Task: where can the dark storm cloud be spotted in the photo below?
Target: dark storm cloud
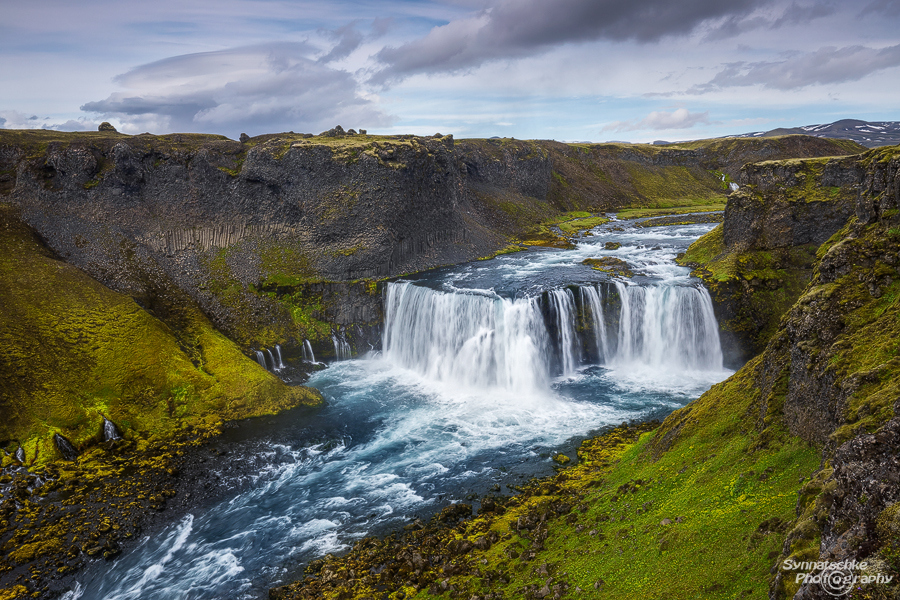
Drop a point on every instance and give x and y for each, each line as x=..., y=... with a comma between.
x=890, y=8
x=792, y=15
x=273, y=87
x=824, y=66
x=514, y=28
----
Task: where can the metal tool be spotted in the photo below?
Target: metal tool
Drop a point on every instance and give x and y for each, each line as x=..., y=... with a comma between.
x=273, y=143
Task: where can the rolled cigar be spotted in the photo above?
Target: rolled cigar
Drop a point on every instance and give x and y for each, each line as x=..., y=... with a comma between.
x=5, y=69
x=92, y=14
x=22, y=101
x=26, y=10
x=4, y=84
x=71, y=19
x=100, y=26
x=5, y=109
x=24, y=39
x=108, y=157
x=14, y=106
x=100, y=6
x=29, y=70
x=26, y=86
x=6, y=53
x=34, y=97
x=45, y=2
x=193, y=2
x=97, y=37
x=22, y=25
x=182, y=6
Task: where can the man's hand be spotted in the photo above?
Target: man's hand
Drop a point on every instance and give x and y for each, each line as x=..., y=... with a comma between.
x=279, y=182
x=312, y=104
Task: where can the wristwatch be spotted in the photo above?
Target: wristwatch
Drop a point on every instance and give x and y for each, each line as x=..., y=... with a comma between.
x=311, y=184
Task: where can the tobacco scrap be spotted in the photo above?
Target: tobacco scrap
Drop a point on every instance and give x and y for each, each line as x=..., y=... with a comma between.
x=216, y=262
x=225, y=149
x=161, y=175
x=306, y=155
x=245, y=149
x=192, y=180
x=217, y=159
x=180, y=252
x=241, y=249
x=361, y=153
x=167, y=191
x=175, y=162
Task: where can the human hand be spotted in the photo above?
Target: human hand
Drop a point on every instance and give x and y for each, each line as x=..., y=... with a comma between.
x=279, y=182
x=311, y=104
----
### GIVEN PROBLEM
Count the lines of the entries above that contain the string "dark", treating uppercase and lowercase as different, and reply with the number alone.

### TASK RESULT
2